• _What you are asked to do_:
Copy out the text lines of the records below word for word, and omit the pictures from your copy.

• _Available records_:
★ ★ ★ ★ ★

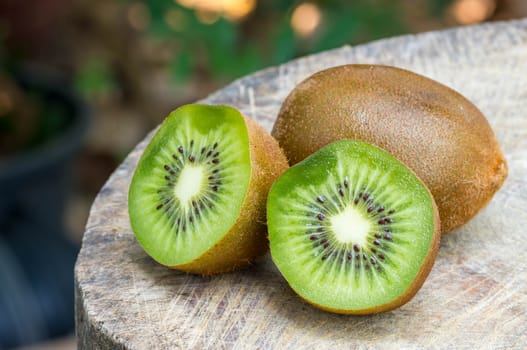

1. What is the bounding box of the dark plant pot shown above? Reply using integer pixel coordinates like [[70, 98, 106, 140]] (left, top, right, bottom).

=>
[[0, 65, 88, 349]]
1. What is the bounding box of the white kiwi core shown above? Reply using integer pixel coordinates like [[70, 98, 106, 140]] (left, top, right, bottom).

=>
[[174, 164, 205, 208], [330, 205, 372, 246]]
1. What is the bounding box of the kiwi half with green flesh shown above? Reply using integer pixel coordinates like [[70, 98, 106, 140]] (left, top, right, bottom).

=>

★ ★ ★ ★ ★

• _Answer to this exercise_:
1. What is the bounding box of the dark plant pot shown above? Reply using integer pixel coordinates like [[70, 98, 106, 140]] (left, top, right, bottom).

=>
[[0, 65, 88, 349]]
1. What is the bounding box of the white kiwi core shown above? Reply using integer pixel coordinates like [[70, 98, 106, 140]] (left, top, right, bottom).

=>
[[174, 164, 205, 208], [330, 205, 372, 246]]
1. What is the bounding box of the kiwi half with green flesh shown above? Reply using integer pixel coordinates like [[70, 98, 106, 140]] (left, top, right, bottom).

=>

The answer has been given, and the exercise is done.